Problem → Continue the article about the Justice Department ending third-party settlement payments, starting after its final sentence.

# START OF Provided text

The disreputable practice of forcing voters and taxpayers to pay for political and ideological causes they disagree with is finally under attack.

The most blatant part of this abuse ended in June, when the Department of  Justice (DOJ) ended  the Obama-era policy that diverted about $3 billion in third-party settlements to left-wing causes. A DOJ statement  noted that:

“When the federal government settles a case against a corporate wrongdoer, any settlement funds should go first to the victims and then to the American people— not to bankroll third-party special interest groups or the political friends of whoever is in power,” said Attorney General Jeff Sessions.  “Unfortunately, in recent years the Department of Justice has sometimes required or encouraged defendants to make these payments to third parties as a condition of settlement.  With this directive, we are ending this practice and ensuring that settlement funds are only used to compensate victims, redress harm, and punish and deter unlawful conduct.”

Under the last Administration, the Department repeatedly required settling parties to pay settlement funds to third party community organizations that were not directly involved in the litigation or harmed by the defendant’s conduct.  Pursuant to the Attorney General’s memorandum, this practice will immediately stop.”

# END OF Provided text
# START OF Data extract

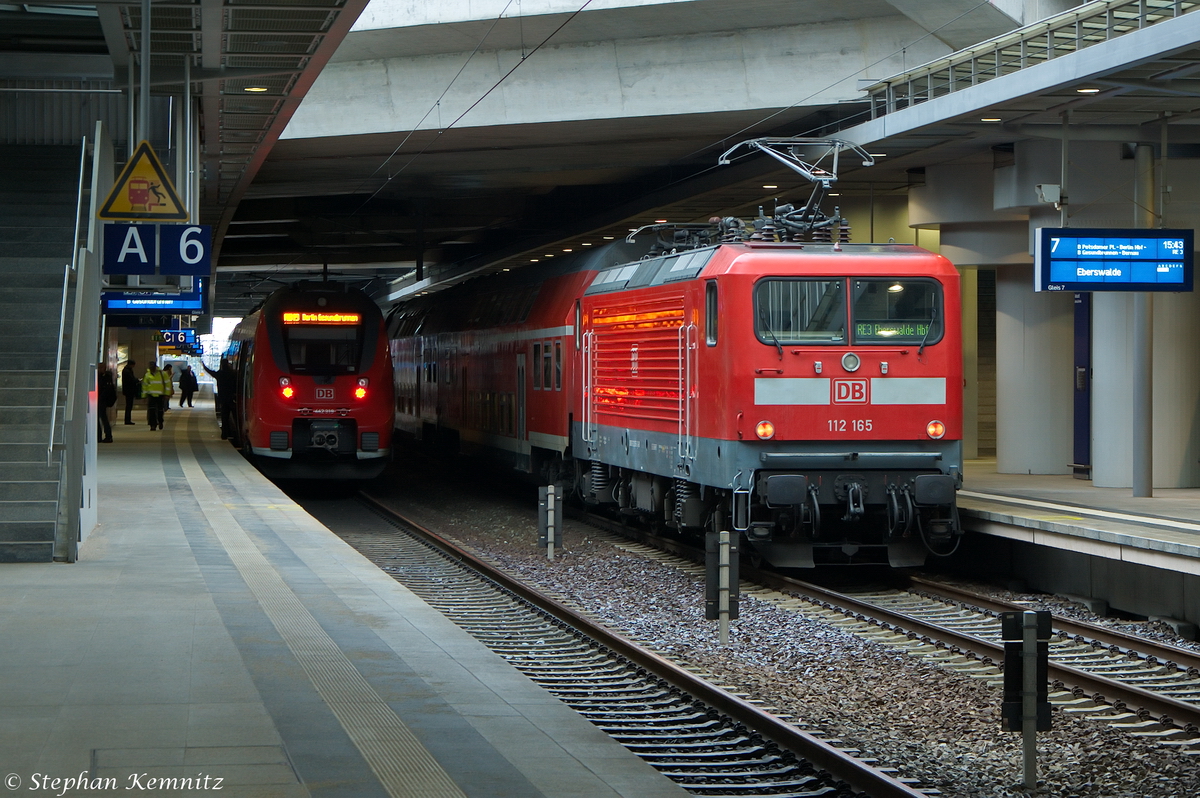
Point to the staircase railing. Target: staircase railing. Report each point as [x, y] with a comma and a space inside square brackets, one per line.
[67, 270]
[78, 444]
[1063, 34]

# END OF Data extract

Output below →
A Competitive Enterprise Institute study by Hans Bader  noted that “By enabling government officials to reward and financially strengthen their political allies, diversions of settlement funds created a political imbalance that undermined democracy. State attorneys general have also diverted government settlement funds to political allies. ‘With control over big money flows,’ [the CATO Institute’s Walter] Olson noted in 2015, ‘smart AGs can populate a political landscape with grateful allies.’ The Obama administration similarly ‘came under justified criticism for using the mortgage settlement to funnel tens of millions of dollars’ to predominantly ‘left-leaning community-organizing groups.’

“As [CEI]  noted in 2011, the Obama administration sued many banks for discrimination (including banks accused of “racially disparate impact” for using commonplace, colorblind lending policies), and then diverted settlement funds to left-wing groups allied with it: Fearing bad publicity from being accused of ‘racism’, banks have paid out millions in settlements after being sued by the Justice Department, even though they would probably prevail before most judges if they aggressively fought such charges (although doing so would probably cost them millions in legal fees).  A Michigan judge called one proposed settlement ‘extortion.’ These settlements provide cash for ‘politically favored ‘community groups allied with the Obama Administration, and the [Wall StreetJournal’s Mary Kissel predicts that ‘many’ of the loans mandated by these settlements ‘will eventually go bad.’”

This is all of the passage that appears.